- [DATA FOR PROCESSING]:
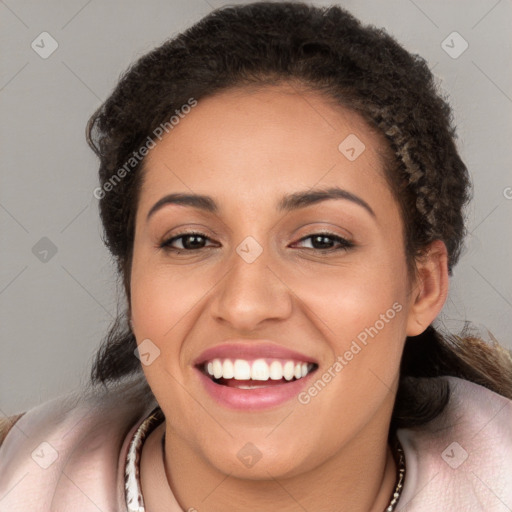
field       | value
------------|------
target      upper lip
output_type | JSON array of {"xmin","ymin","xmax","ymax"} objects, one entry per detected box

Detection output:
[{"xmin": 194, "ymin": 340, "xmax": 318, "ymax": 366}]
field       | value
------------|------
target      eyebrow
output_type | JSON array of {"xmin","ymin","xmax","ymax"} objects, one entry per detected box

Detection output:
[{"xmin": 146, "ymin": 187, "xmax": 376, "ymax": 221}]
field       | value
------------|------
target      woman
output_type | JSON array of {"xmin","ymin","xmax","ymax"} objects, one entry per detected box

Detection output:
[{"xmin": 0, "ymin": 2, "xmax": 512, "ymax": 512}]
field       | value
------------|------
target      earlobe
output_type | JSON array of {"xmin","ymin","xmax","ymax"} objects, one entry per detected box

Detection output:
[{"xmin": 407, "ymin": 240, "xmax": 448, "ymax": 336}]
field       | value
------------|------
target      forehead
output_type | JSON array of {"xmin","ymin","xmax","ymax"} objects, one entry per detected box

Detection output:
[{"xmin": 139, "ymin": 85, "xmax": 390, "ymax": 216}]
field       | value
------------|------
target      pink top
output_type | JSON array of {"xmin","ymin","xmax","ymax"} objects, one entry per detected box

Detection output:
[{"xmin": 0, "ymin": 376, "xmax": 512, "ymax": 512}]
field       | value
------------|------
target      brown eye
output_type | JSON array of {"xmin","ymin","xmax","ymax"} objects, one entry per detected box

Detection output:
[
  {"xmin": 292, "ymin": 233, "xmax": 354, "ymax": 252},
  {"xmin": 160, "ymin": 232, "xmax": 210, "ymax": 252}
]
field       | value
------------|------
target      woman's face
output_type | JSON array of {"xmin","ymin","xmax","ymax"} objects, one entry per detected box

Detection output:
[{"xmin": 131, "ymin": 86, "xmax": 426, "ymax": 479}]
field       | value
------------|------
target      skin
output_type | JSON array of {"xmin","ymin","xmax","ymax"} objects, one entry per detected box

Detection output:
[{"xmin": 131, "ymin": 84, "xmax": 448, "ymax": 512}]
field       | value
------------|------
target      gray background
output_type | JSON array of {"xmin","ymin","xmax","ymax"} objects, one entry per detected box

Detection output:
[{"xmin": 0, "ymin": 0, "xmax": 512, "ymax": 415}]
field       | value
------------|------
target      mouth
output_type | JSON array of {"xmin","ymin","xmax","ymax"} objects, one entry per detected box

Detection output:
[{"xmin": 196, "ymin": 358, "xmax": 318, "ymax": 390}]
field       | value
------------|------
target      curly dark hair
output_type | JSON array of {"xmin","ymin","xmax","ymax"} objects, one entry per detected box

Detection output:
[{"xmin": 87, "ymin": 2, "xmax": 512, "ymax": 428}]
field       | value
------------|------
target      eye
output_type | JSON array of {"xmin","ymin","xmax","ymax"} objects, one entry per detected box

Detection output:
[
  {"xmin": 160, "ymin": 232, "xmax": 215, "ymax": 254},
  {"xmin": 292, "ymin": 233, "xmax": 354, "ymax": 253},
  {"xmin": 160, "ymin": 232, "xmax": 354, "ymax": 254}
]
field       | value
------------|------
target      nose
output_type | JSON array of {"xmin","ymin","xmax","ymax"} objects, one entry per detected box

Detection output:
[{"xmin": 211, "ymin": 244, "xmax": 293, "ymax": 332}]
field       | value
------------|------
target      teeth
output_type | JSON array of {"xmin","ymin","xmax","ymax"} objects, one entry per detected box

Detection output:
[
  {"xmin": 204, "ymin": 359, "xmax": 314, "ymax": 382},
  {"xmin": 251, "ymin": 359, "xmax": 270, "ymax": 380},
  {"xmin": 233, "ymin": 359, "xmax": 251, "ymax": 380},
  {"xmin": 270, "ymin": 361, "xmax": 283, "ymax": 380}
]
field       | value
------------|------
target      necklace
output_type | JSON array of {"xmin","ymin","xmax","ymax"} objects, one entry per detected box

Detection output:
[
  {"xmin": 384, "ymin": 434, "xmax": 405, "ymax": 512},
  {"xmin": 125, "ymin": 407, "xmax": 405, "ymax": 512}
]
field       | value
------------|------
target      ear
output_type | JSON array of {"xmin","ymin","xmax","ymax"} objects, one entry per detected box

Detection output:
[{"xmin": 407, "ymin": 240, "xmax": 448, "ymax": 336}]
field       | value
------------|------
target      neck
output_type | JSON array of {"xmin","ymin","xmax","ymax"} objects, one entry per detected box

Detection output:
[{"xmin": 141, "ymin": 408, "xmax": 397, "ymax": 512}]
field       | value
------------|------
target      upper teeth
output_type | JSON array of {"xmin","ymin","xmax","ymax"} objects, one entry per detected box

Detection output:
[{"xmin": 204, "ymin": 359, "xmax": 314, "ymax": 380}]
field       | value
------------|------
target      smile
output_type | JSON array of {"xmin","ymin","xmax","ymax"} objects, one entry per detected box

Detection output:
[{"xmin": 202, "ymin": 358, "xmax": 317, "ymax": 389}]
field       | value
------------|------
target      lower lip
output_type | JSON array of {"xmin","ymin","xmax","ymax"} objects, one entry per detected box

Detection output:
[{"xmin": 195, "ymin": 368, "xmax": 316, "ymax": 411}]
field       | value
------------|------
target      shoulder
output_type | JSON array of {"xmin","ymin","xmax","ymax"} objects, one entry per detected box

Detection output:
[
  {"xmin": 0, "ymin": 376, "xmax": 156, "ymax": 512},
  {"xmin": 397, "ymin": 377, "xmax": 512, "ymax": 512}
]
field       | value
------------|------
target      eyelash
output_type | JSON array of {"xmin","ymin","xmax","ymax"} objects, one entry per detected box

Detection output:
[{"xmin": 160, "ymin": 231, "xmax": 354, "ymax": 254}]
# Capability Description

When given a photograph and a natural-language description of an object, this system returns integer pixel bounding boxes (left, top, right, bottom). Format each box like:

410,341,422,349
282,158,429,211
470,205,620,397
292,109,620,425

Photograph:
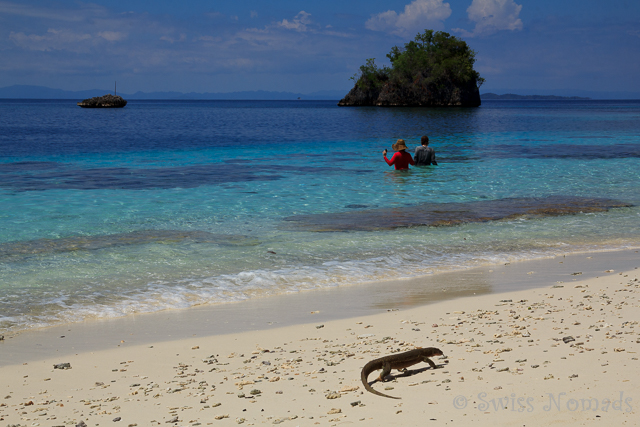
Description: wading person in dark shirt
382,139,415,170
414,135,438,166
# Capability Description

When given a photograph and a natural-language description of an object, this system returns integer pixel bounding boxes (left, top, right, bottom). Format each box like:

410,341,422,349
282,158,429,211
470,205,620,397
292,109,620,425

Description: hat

- [EXERCISE TASK]: The entries above should be reproduced exactly, without their pictures.

- [CORRECT OUTPUT]:
field       | value
------------|------
target      upper lip
output_type | JSON array of {"xmin","ymin","xmax","ymax"} objects, one entry per detected box

Detection output:
[{"xmin": 194, "ymin": 340, "xmax": 318, "ymax": 366}]
field       | value
------------|------
target      eyebrow
output_type | JSON array of {"xmin","ymin","xmax","ymax"} objects, one entry per detected box

Detection output:
[{"xmin": 146, "ymin": 187, "xmax": 376, "ymax": 221}]
field       | value
------------|------
target      woman
output_type | JSON array of {"xmin","ymin","xmax","ymax"} objects, one entry per detected box

Detection output:
[{"xmin": 0, "ymin": 2, "xmax": 512, "ymax": 512}]
field       | value
------------|------
target      earlobe
output_type | JSON array of {"xmin","ymin","xmax","ymax"} objects, one entry per detected box

Detection output:
[{"xmin": 407, "ymin": 240, "xmax": 448, "ymax": 336}]
field       | value
------------|------
target      forehead
output_type | JSON array of {"xmin","ymin","xmax","ymax"} objects, one entry per detected box

Detection output:
[{"xmin": 139, "ymin": 85, "xmax": 390, "ymax": 216}]
field       | value
------------|------
target      pink top
output_type | JSON array of {"xmin","ymin","xmax","ymax"} objects, one entry per detected box

Detection output:
[{"xmin": 0, "ymin": 376, "xmax": 512, "ymax": 512}]
field       | value
------------|------
target      brown eye
output_type | JSON array of {"xmin","ymin","xmax","ymax"} objects, one entry per detected box

Detection output:
[
  {"xmin": 292, "ymin": 233, "xmax": 354, "ymax": 252},
  {"xmin": 160, "ymin": 232, "xmax": 210, "ymax": 252}
]
field       | value
------------|------
target      woman's face
output_type | JSON array of {"xmin","ymin","xmax","ymax"} objects, one entry per detected box

Detection output:
[{"xmin": 131, "ymin": 86, "xmax": 426, "ymax": 479}]
field       | value
------------|------
target      skin
output_type | JSON array of {"xmin","ymin","xmax","ymax"} objects, one entry per detected box

Detection output:
[{"xmin": 131, "ymin": 84, "xmax": 448, "ymax": 512}]
field       | value
------------|------
target      gray background
output_type | JSON array of {"xmin","ymin","xmax","ymax"} objects, one entry per detected box

Detection output:
[{"xmin": 0, "ymin": 0, "xmax": 512, "ymax": 415}]
field       | value
------------|------
target      mouth
output_type | JSON array of {"xmin","ymin","xmax","ymax"} objects, one entry per detected box

Detection output:
[{"xmin": 196, "ymin": 358, "xmax": 318, "ymax": 390}]
field       | value
------------|------
target      curly dark hair
output_type | JSON array of {"xmin","ymin","xmax","ymax"} objects, one entry per detected box

Detection output:
[{"xmin": 87, "ymin": 2, "xmax": 512, "ymax": 428}]
field       | value
------------|------
target      eye
output_type | JSON array of {"xmin","ymin","xmax","ymax"} objects, one entry per detected box

Detection output:
[
  {"xmin": 160, "ymin": 232, "xmax": 215, "ymax": 254},
  {"xmin": 292, "ymin": 233, "xmax": 354, "ymax": 253},
  {"xmin": 160, "ymin": 232, "xmax": 354, "ymax": 254}
]
field       | value
------------|------
target      nose
output_type | JSON array of {"xmin","ymin","xmax","ymax"} objects, one entry per detected box

Detection output:
[{"xmin": 211, "ymin": 244, "xmax": 293, "ymax": 332}]
field       | value
------------|------
target      teeth
output_type | JSON array of {"xmin","ymin","xmax","ymax"} objects, one entry per detected box

Detection output:
[
  {"xmin": 204, "ymin": 359, "xmax": 314, "ymax": 382},
  {"xmin": 251, "ymin": 359, "xmax": 270, "ymax": 380},
  {"xmin": 233, "ymin": 359, "xmax": 251, "ymax": 380},
  {"xmin": 270, "ymin": 361, "xmax": 283, "ymax": 380}
]
field       | value
------------|------
target      necklace
output_type | JSON array of {"xmin","ymin","xmax","ymax"} objects, one entry per detected box

Detection output:
[
  {"xmin": 384, "ymin": 434, "xmax": 405, "ymax": 512},
  {"xmin": 125, "ymin": 407, "xmax": 405, "ymax": 512}
]
field       | value
------------|------
target      ear
output_type | JSON array of {"xmin","ymin","xmax","ymax"} objects, one entry per detected box

Detection output:
[{"xmin": 407, "ymin": 240, "xmax": 448, "ymax": 336}]
field       | value
------------|------
target      neck
output_type | JSON array of {"xmin","ymin","xmax","ymax"} objects, one entry per detected box

Detection output:
[{"xmin": 141, "ymin": 408, "xmax": 397, "ymax": 512}]
field       | value
------------|------
target      upper teeth
output_type | JSON array of {"xmin","ymin","xmax","ymax"} objects, one entry per detected box

Detection output:
[{"xmin": 204, "ymin": 359, "xmax": 314, "ymax": 380}]
field       | value
------------|------
target      smile
output_type | JSON array of {"xmin","ymin","xmax","ymax"} objects, one entry per detected box

Detection output:
[{"xmin": 202, "ymin": 358, "xmax": 317, "ymax": 389}]
field       | value
------------|------
target      lower lip
output_type | JSON array of {"xmin","ymin","xmax","ymax"} objects, one entry per detected box

Detection output:
[{"xmin": 195, "ymin": 368, "xmax": 316, "ymax": 411}]
field       | value
------------|------
target      shoulder
output_type | JSON array of {"xmin","ymin","xmax","ymax"} objects, one entry per detected box

Detection output:
[
  {"xmin": 0, "ymin": 376, "xmax": 156, "ymax": 512},
  {"xmin": 397, "ymin": 377, "xmax": 512, "ymax": 512}
]
field       | value
------------|------
target      eyelash
output_type | JSON array of {"xmin","ymin","xmax","ymax"} objects, one entry per detected box

Detection output:
[{"xmin": 160, "ymin": 231, "xmax": 354, "ymax": 254}]
# Capability Description

When given a photograph and a natural-language description of an object, this system returns integer pixel bounding boxes (left, top, right, bottom). Format each box like:

410,341,422,349
282,158,429,211
470,205,620,397
292,109,620,425

Photograph:
Description: wading person in dark shirt
382,139,415,170
414,135,438,166
# Capability Description

When given a photograph and a natural-language description of an object, this system returns integer pixel bounding boxes (left, top, right, bottom). Format each box like:

410,341,422,349
282,158,429,211
470,205,620,397
292,109,620,425

Description: hat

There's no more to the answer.